# REQUIRED WORK
Take the line that contains "Each instance receives one keypoint. Mark the lake" as the first and the last line of the material as the final one; set down exactly the lines in that span.

★ ★ ★ ★ ★ ★ ★

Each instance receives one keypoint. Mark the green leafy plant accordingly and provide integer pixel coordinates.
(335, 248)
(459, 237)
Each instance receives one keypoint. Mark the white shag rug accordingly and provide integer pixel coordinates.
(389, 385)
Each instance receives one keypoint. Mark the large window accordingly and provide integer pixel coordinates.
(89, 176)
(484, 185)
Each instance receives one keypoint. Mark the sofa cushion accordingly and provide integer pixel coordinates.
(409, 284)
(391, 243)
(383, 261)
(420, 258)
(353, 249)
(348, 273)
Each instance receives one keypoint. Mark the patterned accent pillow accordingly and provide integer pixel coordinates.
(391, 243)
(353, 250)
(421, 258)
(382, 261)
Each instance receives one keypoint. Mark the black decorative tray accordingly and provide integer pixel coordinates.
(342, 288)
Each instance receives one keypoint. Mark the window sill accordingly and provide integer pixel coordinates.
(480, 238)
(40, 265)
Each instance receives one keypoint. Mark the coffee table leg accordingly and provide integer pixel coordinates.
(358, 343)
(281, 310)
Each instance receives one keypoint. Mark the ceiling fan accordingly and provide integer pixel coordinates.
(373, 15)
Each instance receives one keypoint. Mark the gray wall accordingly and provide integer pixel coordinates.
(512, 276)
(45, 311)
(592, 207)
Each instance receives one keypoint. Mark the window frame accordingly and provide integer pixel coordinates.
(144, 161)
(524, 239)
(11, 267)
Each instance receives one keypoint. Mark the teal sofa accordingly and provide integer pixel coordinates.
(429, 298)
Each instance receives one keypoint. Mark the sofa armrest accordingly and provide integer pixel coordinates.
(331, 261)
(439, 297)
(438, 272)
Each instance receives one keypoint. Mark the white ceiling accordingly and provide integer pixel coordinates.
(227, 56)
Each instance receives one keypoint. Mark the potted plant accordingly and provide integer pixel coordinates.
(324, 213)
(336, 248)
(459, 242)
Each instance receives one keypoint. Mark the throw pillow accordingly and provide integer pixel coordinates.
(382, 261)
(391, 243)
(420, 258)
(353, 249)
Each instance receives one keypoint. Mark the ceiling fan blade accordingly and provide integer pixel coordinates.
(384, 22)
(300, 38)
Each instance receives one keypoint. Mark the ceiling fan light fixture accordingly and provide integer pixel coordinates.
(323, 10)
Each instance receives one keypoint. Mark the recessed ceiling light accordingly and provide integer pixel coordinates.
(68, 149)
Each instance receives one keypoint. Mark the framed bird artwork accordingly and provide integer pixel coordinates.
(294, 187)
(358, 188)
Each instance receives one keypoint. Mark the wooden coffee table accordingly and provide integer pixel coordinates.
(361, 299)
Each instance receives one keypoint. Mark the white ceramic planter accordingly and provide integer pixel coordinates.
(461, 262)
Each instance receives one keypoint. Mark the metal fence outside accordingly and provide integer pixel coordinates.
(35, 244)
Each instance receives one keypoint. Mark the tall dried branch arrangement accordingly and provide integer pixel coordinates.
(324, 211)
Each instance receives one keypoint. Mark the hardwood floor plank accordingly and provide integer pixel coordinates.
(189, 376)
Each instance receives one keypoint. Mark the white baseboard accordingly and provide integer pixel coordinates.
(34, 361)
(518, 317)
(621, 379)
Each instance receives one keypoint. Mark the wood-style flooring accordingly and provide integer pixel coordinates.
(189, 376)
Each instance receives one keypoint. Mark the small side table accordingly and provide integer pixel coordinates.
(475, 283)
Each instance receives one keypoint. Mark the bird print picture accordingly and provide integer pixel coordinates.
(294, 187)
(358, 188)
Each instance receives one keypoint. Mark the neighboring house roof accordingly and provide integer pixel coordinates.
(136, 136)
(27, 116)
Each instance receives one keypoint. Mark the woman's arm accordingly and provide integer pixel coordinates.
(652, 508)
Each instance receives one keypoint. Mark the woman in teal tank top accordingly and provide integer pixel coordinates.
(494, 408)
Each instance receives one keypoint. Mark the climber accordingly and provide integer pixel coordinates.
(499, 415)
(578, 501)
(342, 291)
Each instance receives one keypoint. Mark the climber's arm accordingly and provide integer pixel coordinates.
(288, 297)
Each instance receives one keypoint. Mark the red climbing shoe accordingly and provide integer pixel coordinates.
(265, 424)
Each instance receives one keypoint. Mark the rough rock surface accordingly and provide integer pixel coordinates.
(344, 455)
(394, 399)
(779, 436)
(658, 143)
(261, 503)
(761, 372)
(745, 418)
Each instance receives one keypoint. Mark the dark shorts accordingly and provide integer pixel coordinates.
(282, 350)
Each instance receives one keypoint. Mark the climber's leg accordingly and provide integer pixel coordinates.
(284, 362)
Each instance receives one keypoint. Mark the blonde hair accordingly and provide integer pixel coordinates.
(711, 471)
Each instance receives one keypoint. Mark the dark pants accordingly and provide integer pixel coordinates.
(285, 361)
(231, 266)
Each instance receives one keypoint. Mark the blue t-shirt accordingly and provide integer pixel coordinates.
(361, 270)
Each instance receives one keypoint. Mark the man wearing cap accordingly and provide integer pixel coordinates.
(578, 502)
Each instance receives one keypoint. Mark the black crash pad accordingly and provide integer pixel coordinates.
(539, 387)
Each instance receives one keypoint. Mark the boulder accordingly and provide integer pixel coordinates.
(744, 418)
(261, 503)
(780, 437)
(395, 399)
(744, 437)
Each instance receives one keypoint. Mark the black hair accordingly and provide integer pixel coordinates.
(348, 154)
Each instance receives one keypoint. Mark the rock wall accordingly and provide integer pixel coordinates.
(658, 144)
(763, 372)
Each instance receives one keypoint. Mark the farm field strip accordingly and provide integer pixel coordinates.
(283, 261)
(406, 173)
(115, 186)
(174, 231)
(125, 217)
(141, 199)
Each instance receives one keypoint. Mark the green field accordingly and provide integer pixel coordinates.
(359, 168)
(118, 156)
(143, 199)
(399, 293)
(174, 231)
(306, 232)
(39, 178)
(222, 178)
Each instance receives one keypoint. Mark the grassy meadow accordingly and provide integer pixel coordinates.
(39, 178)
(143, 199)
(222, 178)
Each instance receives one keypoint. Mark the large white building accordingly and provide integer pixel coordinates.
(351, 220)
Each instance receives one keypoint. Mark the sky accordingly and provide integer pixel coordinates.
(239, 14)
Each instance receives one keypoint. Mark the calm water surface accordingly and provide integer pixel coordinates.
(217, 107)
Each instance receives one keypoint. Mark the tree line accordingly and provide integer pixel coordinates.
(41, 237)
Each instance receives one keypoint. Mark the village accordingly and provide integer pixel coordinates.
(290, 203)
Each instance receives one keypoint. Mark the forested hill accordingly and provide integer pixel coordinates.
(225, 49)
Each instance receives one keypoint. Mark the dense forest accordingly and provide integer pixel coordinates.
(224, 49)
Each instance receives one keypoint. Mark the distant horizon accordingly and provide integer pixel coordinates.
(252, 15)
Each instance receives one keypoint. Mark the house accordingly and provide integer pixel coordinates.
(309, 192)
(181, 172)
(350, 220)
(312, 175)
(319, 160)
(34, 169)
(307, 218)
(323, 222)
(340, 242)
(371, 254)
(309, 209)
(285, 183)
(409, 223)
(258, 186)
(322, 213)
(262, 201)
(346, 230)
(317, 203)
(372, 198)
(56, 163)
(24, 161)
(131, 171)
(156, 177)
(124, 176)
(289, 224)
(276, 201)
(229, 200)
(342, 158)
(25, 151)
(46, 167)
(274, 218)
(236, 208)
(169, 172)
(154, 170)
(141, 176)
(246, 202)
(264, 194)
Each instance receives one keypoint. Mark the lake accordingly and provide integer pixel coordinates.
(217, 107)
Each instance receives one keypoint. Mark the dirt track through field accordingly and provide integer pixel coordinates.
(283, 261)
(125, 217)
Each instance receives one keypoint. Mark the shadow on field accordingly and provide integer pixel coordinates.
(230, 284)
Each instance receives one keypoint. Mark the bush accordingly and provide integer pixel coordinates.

★ ★ ★ ★ ★ ★ ★

# ANSWER FOR THIS EXERCISE
Each instance receives one keypoint. Mark the lake accordingly and provide integer pixel coordinates.
(217, 107)
Each instance receives one keypoint. Mark the dirt track through field accordingly and provide integer pixel coordinates.
(283, 261)
(125, 217)
Each instance receives one keypoint. Mark the shadow on field accordingly and provide integer pixel coordinates.
(230, 284)
Each instance receives one keypoint. Mark the bush accordingly and provide integer pixel coordinates.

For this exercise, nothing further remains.